以下の読書記録で、『スモールワールズ』の感想に題名が挙がっている短篇をすべて書き出してください。

**提示テキスト**.

####

読了日:06月04日 著者:ヨシタケ シンスケ
ペッパーズ・ゴースト
ペッパーズ・ゴーストという言葉が最後の方で登場した。イギリスの劇場で、ジョン・ペッパーズという人が考案したガラスと照明を使ったトリックで、「幽霊」のようなものを客席に見せる技法だそうだ。現実と、小説から生まれた虚構が入り交じって進み、やがて2つが重なっていく。「クジラアタマの王様」を思い起こさせるような最近の伊坂さんの傾向か。他作品のような「とにかくおもしろい」という感想ではなかったが、それなりに。愛すべき存在のロシアンブルとアメショーが、ラストでどうやら無事らしいとわかったのは嬉しかった。
読了日:06月04日 著者:伊坂幸太郎
スモールワールズ
どの短篇も重いが、ハッとするような話ばかりだった。最初の「ネオンテトラ」と最後の「式日」の繋がり、「花うた」の犯罪被害者と加害者の心のふれあいには驚き、感慨が深かった。「魔王の帰還」の体も心も巨大な姉、「愛を適量」の息子になった娘の話は、悲しくも生きる力強さを感じられ好きだ。元娘だった佳澄の言葉「理由とか原因を他人に紐づけてると人生どんどん不自由になる」という言葉には納得。人は強く同時に弱く、優しく同時に怖い存在だと思った。これまでも、たぶんこれからもあまり縁のない作家だと思うが、読んでよかった1冊だ。

####

(領域ラベル付けの記録)
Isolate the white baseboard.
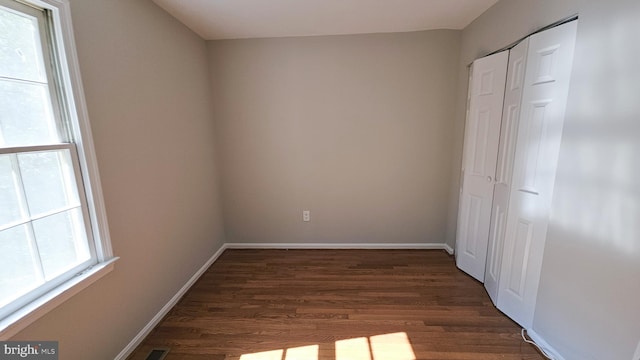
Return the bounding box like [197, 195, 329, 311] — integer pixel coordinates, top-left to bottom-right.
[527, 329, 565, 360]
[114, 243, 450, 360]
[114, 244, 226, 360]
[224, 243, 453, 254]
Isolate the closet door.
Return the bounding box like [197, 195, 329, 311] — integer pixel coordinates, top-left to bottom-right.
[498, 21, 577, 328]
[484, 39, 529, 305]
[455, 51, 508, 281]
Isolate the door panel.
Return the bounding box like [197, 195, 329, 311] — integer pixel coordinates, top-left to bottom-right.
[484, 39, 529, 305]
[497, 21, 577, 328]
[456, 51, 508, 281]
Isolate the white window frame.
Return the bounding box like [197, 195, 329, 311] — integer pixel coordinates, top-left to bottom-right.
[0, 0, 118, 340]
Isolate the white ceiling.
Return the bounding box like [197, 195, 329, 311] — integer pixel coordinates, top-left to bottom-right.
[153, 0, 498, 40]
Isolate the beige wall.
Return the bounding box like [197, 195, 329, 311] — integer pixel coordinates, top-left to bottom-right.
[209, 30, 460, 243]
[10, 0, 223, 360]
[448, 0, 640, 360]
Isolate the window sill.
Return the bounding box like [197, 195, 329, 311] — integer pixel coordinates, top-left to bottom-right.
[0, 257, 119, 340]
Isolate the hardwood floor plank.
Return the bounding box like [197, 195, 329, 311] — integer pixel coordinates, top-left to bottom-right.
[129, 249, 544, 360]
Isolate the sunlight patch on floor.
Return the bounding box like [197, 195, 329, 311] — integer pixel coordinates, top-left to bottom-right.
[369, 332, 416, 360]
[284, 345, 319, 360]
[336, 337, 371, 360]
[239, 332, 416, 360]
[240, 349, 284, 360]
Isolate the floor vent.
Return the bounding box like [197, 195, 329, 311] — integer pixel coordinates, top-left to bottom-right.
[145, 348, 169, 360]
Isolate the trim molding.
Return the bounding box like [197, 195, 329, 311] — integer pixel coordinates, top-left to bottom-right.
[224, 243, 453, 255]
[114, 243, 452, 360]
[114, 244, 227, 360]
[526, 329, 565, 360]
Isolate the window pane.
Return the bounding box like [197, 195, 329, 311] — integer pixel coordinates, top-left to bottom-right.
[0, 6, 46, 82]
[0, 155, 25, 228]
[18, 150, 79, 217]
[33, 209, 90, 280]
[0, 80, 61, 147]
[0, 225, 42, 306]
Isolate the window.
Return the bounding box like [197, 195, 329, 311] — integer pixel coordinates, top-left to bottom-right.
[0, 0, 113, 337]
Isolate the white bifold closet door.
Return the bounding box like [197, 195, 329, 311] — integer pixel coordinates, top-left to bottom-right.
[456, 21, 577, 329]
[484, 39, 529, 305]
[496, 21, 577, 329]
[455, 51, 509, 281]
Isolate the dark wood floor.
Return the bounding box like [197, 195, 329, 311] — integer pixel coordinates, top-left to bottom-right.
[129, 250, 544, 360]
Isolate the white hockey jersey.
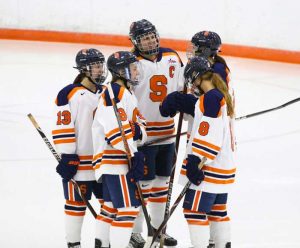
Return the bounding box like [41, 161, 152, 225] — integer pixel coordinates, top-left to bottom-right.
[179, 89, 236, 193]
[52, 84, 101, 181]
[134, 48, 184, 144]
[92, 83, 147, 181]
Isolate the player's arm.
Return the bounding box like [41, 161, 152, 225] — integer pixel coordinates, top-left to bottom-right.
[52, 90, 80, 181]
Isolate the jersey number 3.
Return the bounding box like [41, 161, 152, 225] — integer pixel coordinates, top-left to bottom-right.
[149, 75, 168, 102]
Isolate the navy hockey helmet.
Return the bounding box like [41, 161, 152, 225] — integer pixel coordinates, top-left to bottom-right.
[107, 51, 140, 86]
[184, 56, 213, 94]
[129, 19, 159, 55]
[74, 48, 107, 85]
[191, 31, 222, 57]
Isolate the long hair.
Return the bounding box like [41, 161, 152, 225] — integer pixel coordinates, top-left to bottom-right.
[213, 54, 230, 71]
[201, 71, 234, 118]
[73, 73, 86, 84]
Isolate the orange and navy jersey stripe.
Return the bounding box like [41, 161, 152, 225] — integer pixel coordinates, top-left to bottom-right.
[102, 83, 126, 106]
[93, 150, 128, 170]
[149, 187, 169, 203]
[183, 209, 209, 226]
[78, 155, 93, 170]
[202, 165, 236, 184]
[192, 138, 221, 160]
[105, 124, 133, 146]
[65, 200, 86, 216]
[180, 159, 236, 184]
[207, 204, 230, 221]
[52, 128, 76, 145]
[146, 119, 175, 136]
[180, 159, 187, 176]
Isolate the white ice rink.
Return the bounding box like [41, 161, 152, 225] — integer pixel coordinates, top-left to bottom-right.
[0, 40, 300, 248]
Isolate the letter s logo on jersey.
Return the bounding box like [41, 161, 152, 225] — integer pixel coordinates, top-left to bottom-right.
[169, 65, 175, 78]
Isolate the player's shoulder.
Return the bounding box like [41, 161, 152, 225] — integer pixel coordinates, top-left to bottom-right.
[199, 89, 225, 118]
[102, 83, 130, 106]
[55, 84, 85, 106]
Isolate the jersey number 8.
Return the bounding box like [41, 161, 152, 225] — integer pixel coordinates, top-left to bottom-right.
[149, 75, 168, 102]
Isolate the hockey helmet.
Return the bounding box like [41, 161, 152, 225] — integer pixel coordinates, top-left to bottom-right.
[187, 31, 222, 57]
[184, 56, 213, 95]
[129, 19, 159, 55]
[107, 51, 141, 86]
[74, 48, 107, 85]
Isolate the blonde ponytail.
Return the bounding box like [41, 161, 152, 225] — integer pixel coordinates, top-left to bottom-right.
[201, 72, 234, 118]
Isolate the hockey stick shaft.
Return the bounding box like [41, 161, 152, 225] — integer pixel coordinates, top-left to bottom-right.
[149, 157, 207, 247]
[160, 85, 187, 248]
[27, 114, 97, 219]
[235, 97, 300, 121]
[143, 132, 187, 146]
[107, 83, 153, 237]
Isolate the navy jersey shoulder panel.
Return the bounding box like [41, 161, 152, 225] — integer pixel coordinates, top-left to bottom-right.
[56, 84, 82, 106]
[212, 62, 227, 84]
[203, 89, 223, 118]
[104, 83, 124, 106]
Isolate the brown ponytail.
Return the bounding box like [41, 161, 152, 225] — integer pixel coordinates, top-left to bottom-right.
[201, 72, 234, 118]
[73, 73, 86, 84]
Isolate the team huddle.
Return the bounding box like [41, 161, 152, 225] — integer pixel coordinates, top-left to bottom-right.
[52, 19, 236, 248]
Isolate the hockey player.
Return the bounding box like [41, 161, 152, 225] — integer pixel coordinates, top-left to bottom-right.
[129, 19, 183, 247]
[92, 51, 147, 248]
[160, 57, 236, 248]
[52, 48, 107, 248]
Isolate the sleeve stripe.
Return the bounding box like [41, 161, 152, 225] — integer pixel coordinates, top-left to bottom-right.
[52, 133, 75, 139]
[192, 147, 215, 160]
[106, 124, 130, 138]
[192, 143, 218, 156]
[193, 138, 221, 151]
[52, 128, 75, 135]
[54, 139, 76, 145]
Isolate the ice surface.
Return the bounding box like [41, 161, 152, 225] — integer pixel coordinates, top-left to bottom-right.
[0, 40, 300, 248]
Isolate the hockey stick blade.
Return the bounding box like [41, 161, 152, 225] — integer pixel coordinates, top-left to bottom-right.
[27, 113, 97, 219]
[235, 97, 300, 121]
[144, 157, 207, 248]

####

**解答例**. 「ネオンテトラ」、「式日」、「花うた」、「魔王の帰還」、「愛を適量」